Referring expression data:
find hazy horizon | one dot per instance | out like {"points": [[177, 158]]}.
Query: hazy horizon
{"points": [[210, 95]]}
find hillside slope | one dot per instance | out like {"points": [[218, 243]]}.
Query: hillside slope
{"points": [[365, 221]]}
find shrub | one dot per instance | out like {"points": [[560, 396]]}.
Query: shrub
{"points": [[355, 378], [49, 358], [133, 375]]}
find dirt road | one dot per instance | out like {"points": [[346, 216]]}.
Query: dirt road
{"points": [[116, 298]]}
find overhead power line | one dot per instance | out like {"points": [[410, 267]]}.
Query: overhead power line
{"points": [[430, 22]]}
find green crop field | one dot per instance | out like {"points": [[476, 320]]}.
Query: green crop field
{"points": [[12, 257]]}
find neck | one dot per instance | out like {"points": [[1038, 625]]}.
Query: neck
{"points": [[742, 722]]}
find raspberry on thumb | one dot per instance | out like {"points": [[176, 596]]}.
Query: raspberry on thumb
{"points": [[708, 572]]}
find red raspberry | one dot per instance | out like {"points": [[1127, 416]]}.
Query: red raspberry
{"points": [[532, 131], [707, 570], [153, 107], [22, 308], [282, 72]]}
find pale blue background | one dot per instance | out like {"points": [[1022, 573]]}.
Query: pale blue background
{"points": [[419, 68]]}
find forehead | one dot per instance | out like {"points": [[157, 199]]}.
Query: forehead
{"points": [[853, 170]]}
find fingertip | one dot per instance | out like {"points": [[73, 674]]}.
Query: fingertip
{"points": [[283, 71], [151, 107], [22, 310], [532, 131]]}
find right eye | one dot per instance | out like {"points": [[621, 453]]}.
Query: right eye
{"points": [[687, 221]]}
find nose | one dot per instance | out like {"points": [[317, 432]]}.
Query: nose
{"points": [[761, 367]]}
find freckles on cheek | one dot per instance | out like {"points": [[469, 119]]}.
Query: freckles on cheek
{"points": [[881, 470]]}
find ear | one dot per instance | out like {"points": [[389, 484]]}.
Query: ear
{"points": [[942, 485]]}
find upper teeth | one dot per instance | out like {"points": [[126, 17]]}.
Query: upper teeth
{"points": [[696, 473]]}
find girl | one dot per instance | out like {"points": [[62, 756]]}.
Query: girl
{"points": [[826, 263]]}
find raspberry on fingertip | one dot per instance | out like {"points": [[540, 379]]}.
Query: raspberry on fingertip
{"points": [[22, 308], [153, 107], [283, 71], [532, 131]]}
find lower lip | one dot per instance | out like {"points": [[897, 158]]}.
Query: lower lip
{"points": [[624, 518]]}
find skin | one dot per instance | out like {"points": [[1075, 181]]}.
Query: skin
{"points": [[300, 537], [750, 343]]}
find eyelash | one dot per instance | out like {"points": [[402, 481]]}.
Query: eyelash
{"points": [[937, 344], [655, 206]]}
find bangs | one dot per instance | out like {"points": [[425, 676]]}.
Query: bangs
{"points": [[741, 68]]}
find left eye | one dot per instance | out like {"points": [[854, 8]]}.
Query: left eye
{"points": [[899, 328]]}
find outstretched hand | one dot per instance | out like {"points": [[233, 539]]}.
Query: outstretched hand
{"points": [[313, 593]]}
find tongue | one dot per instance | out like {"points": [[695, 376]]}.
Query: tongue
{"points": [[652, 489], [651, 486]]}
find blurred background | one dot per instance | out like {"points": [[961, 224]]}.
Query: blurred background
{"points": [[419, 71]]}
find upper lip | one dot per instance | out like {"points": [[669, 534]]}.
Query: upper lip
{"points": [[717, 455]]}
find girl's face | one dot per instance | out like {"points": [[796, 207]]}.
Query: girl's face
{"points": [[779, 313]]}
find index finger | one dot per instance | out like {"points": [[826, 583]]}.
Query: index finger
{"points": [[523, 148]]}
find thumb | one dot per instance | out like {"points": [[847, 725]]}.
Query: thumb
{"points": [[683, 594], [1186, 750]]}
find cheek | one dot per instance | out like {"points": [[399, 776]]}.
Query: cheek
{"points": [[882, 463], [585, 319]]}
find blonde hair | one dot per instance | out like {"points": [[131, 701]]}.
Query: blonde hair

* Requirement
If a line in the data holds the string "blonde", copy that line.

* Task response
find blonde hair | one dot per instance | out like {"points": [[131, 701]]}.
Query: blonde hair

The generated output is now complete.